■ Instrucción 1: Copia del texto sobre las misiones de Junípero Serra el fragmento que empieza con "La creación de" y sigue hasta "nativo pasase hambre.", y cambia "misiones" por "fundaciones".
■ Instrucción 2: Según el texto sobre las misiones de Junípero Serra, ¿qué nombre recibió la misión fundada el 1 de septiembre de 1772?
■ Instrucción 3: Por favor, retoma el texto sobre las misiones de Junípero Serra a partir de donde termina.

■ Texto proporcionado:
.....

La creación de la última de esta lista (auspiciada por el lugarteniente de Portolá, Pedro Fages) fue particularmente feliz para los nativos. «Serra convenció a Fages para que le dejara algunos hombres y así poder fundar una nueva misión, que recibió el 1 de septiembre de 1772 el nombre de San Luis Obispo de Tolosa. La amistad de los indios, agradecidos por [una] matanza de osos que Fages había llevado a cabo un año antes, garantizó el éxito del nuevo asentamiento», añaden Laínez y Canales en su obra.
En los años siguientes, el número de misiones creadas por Junípero Serra aumentó hasta un total de nueve. Así lo explica Palou en su libro, en el que se señala además que el fraile se desvivió para llevar víveres a las mismas con el objetivo de que ningún nativo pasase hambre.

.....

■ Entradas proporcionadas:
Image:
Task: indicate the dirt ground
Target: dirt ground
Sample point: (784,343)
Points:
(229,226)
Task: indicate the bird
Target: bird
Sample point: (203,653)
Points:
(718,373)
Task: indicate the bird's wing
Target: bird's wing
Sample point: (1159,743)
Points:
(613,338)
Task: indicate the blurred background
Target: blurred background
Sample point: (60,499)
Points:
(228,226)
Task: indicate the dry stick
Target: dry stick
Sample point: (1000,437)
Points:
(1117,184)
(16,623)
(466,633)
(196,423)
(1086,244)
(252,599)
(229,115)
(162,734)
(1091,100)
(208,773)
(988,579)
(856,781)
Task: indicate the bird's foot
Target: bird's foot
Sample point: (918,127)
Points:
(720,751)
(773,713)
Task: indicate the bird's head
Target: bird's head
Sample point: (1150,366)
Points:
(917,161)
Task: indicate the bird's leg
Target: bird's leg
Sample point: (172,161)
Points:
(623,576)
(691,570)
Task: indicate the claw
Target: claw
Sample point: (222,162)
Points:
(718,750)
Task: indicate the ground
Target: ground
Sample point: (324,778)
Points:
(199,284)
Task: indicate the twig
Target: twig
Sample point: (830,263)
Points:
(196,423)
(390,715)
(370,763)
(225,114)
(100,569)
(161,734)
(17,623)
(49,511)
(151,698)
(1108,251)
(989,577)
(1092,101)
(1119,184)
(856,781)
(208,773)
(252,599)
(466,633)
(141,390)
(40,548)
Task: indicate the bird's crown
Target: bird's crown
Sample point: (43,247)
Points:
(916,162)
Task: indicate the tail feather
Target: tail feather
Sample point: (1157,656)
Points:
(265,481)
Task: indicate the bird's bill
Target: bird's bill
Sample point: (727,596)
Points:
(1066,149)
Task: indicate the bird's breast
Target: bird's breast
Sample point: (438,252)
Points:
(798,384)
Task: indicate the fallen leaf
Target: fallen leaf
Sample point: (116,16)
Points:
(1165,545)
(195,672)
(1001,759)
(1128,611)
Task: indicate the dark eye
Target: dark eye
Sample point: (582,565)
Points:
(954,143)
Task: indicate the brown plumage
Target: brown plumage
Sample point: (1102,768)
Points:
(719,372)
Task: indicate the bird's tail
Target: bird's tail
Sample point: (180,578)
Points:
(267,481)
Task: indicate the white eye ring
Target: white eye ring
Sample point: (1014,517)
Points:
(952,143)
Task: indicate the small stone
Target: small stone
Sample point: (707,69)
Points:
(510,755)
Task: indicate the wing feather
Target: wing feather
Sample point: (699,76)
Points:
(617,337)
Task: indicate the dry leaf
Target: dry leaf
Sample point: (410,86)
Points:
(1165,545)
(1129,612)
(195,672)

.....

■ Resultado del ejercicio 1:
La creación de la última de esta lista (auspiciada por el lugarteniente de Portolá, Pedro Fages) fue particularmente feliz para los nativos. «Serra convenció a Fages para que le dejara algunos hombres y así poder fundar una nueva misión, que recibió el 1 de septiembre de 1772 el nombre de San Luis Obispo de Tolosa. La amistad de los indios, agradecidos por [una] matanza de osos que Fages había llevado a cabo un año antes, garantizó el éxito del nuevo asentamiento», añaden Laínez y Canales en su obra.
En los años siguientes, el número de fundaciones creadas por Junípero Serra aumentó hasta un total de nueve. Así lo explica Palou en su libro, en el que se señala además que el fraile se desvivió para llevar víveres a las mismas con el objetivo de que ningún nativo pasase hambre.

■ Resultado del ejercicio 2: San Luis Obispo de Tolosa.

■ Resultado del ejercicio 3:
Entre todas ellas destacó la creación de una misión ubicada a medio camino entre las regiones de Los Ángeles y San Diego. Su levantamiento comenzó en 1774, cuando el fraile Fermín Luasén y un comandante llamado Francisco Ortega fueron enviados a la actual zona de San Juan Capistrano con el objetivo de fundar un centro religioso.
La labor de los mismos, que en principio se desarrolló sin problema alguno, tuvo que ser detenida repentinamente cuando recibieron órdenes de regresar al punto de partida por culpa de un ataque nativo.
La misión (todavía sin fundar) quedó totalmente abandonada. Sin embargo, poco después partió hacia la zona Junípero Serra para continuar el trabajo. Lo hizo, además, junto a dos misioneros (fray Pablo Mugartegui y fray Gregorio Amurrio), un cabo y diez soldados.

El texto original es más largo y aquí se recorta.